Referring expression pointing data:
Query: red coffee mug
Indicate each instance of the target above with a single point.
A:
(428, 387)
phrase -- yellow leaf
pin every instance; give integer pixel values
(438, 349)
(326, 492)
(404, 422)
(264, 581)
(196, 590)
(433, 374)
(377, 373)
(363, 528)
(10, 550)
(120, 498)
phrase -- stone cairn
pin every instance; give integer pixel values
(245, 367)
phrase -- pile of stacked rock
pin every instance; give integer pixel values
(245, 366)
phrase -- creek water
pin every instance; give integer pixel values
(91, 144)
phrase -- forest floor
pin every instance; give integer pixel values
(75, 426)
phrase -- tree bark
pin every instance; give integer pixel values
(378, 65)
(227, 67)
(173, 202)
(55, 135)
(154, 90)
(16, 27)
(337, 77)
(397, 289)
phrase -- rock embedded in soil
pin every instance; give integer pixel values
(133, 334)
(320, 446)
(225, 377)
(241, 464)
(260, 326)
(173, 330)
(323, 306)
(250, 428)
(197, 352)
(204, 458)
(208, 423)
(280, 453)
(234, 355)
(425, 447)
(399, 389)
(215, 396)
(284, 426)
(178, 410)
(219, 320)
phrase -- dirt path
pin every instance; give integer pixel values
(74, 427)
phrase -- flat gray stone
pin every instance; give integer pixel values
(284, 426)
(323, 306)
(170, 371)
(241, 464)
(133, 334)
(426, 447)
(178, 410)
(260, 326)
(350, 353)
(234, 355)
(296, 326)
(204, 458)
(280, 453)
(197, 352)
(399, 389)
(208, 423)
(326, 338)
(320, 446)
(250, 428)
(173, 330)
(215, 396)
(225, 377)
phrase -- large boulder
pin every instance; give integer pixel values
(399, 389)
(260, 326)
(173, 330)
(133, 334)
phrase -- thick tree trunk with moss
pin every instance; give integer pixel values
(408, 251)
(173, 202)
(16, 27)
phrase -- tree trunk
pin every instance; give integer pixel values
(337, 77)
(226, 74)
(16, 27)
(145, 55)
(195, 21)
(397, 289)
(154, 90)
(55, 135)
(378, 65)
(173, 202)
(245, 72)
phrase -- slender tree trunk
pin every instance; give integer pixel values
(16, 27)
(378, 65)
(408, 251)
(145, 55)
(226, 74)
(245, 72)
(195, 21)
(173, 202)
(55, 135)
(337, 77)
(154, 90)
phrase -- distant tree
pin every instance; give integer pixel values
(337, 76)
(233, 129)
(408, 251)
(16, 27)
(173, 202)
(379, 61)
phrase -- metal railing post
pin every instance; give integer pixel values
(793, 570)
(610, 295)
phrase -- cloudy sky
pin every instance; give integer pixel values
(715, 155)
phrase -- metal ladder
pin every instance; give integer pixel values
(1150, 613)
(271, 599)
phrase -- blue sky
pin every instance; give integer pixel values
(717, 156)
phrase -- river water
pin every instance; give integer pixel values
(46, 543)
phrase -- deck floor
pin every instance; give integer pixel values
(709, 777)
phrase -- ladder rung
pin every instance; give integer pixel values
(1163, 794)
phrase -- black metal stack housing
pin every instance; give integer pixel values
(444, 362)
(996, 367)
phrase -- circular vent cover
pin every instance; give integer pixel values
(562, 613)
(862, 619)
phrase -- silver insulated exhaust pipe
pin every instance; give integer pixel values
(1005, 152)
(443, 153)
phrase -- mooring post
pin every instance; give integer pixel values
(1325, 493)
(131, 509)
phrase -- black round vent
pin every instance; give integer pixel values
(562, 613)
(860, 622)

• PROBLEM REQUIREMENTS: Go through the entries and copy every line that has "post".

• RESPONSE:
phrase -- metal railing post
phrase -- mooring post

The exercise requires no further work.